►

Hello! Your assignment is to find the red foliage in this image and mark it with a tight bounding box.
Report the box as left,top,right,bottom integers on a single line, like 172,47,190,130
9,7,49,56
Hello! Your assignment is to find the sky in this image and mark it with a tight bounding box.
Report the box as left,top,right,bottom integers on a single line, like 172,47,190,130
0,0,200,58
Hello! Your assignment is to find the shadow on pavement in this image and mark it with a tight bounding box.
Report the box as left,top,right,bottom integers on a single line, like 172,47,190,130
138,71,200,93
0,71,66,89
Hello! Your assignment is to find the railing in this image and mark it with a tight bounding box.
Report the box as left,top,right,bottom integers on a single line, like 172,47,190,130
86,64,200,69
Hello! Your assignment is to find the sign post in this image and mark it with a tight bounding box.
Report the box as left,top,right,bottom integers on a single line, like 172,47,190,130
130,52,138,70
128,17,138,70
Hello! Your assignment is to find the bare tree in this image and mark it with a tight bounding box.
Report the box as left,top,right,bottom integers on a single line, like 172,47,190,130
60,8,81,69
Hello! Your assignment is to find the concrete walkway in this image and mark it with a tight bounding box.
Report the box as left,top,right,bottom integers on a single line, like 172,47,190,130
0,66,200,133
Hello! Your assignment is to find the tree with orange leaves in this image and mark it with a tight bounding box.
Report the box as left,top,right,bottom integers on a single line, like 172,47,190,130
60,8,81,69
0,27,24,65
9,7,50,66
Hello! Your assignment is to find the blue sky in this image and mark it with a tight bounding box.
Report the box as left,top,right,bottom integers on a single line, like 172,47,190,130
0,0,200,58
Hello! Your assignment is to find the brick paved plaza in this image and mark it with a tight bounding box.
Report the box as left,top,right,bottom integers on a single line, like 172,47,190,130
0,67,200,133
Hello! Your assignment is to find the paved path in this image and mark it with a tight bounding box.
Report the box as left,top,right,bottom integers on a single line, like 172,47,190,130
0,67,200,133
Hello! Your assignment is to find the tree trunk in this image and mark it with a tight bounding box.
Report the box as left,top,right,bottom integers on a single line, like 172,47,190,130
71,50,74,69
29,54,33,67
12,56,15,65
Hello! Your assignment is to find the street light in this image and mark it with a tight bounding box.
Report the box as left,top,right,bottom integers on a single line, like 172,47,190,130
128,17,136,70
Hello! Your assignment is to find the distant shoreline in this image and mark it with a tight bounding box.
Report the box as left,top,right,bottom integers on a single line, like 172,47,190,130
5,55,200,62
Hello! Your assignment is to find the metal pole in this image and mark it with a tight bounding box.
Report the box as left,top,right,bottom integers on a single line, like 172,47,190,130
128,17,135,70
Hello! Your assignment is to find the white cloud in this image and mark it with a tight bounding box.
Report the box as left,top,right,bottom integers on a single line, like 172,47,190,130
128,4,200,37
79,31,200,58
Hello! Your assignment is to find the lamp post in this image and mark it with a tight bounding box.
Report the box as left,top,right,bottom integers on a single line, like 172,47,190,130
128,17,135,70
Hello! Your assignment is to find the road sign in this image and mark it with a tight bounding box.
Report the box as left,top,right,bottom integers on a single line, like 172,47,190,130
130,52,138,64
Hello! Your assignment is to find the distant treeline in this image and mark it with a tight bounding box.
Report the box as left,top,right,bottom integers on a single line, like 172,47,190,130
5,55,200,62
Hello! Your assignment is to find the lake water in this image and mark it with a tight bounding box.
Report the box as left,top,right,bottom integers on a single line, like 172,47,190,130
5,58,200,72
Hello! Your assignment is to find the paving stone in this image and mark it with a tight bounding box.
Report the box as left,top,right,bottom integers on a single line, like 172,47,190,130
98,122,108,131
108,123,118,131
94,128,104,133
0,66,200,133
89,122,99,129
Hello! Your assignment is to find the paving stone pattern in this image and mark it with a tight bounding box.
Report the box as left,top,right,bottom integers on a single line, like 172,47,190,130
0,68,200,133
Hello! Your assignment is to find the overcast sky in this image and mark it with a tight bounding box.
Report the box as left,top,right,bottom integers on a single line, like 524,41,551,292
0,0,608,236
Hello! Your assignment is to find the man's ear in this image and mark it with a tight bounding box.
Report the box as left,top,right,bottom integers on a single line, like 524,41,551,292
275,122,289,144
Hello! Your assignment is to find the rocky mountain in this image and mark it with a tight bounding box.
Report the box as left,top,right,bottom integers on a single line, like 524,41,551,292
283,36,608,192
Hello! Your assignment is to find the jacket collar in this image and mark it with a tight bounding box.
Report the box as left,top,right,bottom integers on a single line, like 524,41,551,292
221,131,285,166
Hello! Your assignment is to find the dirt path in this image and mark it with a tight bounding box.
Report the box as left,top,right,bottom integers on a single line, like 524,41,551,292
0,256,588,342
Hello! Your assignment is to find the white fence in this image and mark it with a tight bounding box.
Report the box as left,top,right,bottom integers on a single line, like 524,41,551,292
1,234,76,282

◄

** AIM OF THE EXERCISE **
Copy each line of the data exactly, leaving nothing out.

** EXERCISE RESULT **
Hello! Your assignment is to find the red foliage in this image and mark it with a tight bounding box.
Report the box as left,top,right,bottom integers on a single line, like 172,47,190,130
9,7,49,56
Hello! Your assignment is to find the sky in this image and mark it with a tight bounding box.
Report the box as left,top,right,bottom integers on a single line, like 172,47,190,130
0,0,200,58
Hello! Your assignment is to find the shadow on pavement in this image and mark it with a tight bounding box.
Report the box as left,top,right,bottom integers on a single line, like 172,47,190,130
138,71,200,93
0,71,66,89
Hello! Your assignment is to find the railing in this image and mark it with a tight bounding box.
Report the box as left,top,right,bottom integers on a single line, like 172,47,190,130
86,64,200,69
Hello! Your assignment is to find the sign post in this image and mark it with a tight bounding box.
Report the box as left,top,right,bottom integers on a single line, like 172,47,190,130
130,52,138,70
128,17,138,70
Hello! Your assignment is to find the bare tree in this image and mark it with a tight bounding box.
Report the box as left,top,right,bottom integers on a single line, like 172,47,190,130
60,8,81,69
Hello! Your assignment is to find the concrete walkway in this image and mark it with a tight bounding box.
Report the box as left,top,right,bottom integers on a single line, like 172,47,190,130
0,66,200,133
Hello! Your assignment is to find the tree with orange leaves in this image and mark it with a tight bounding box.
Report the box as left,top,right,bottom integers on a single line, like 172,47,190,130
60,8,81,69
0,27,24,65
9,7,50,66
Hello! Your assignment is to find the blue sky in this image and mark it with a tight bounding box.
Report the box as left,top,right,bottom integers on a single line, like 172,47,190,130
0,0,200,58
Hello! Your assignment is to find the brick paved plaza in this image and mark it with a tight bounding box.
Report the box as left,top,right,bottom integers on a single line, like 172,47,190,130
0,67,200,133
Hello! Your assignment is to find the paved path in this image and mark it with a tight bounding box.
Report the box as left,top,right,bottom integers on a single line, like 172,47,190,130
0,67,200,133
Hello! Your assignment is to find the tree trunk in this image and mark it with a tight bounding box.
Report the box as left,top,right,bottom integers on a single line, like 172,47,190,130
71,50,74,69
29,54,33,67
12,56,15,65
Hello! Your assignment is to find the street light in this image and mark it with a tight bounding box.
Report the box as left,top,right,bottom integers on a single line, like 172,47,190,130
128,17,136,70
Hello! Your assignment is to find the distant shoreline in this image and mark it with a tight bounding box.
Report the box as left,top,right,bottom integers on a single line, like 172,47,190,130
5,55,200,62
Hello! Your assignment is to find the metal pole in this image and mark it with a tight bounding box.
Report the box as left,top,right,bottom integers on a single line, like 172,47,190,130
128,17,135,70
Hello! Your assignment is to find the white cloud in this image and mark it with a tight bounding box.
Report the box as left,top,right,bottom integers on a single line, like 172,47,190,130
128,4,200,37
79,31,200,58
Hello! Your assignment is to find the lamp post in this image and mark it with a tight bounding box.
Report the box as left,top,right,bottom integers on a single line, like 172,47,190,130
128,17,135,70
Hello! Your assignment is to find the road sign in this image and mark it with a tight bounding box.
Report the box as left,top,right,bottom integers on a single line, like 172,47,190,130
130,52,138,64
Hello! Your assignment is to find the distant treeline in this image and mark it with a tight bounding box.
Report the box as left,top,right,bottom integers on a single line, like 172,47,190,130
5,55,200,62
Hello! Your assignment is to find the lake water in this image and mark it with a tight bounding box.
Report the box as left,top,right,bottom integers on a single line, like 172,47,190,130
5,58,200,72
Hello! Your assignment is to find the paving stone in this image and mark it with a tight bounding box.
Report the box as left,top,right,bottom integers on a single line, like 172,47,190,130
98,122,108,131
108,123,118,131
94,128,104,133
0,66,200,133
89,122,99,129
Hello! Your assignment is to find the paving stone pattern in this image and mark it with a tight bounding box.
Report the box as left,top,right,bottom integers on a single line, like 172,47,190,130
0,68,200,133
Hello! Your assignment is to find the overcast sky in this image and mark it with a tight bounding box.
Report the box as left,top,right,bottom integers on a single line, like 524,41,551,292
0,0,608,236
Hello! Your assignment is to find the man's ear in this image and mark it with a tight bounding box.
Report the box as left,top,right,bottom integers on a single line, like 524,41,551,292
275,122,289,144
Hello! Your assignment is to find the rocky mountain in this image and mark it with a tight bounding box.
Report the box as left,top,right,bottom integers on a single line, like 524,41,551,292
283,36,608,192
Hello! Your assignment is to find the jacket collar in this image and mark it with a tight bounding box.
Report the box as left,top,right,bottom integers on a single line, like 524,41,551,292
221,131,285,166
Hello! Your assignment is to find the dirt path in this image and mark it with a tight bounding box.
Report the box as left,top,right,bottom integers on a single line, like 524,41,551,292
0,256,588,342
Hello! Your assignment is to find the white fence in this image and mark it with a tight bounding box.
Report the box as left,top,right,bottom integers on a single line, like 524,41,551,292
1,234,76,282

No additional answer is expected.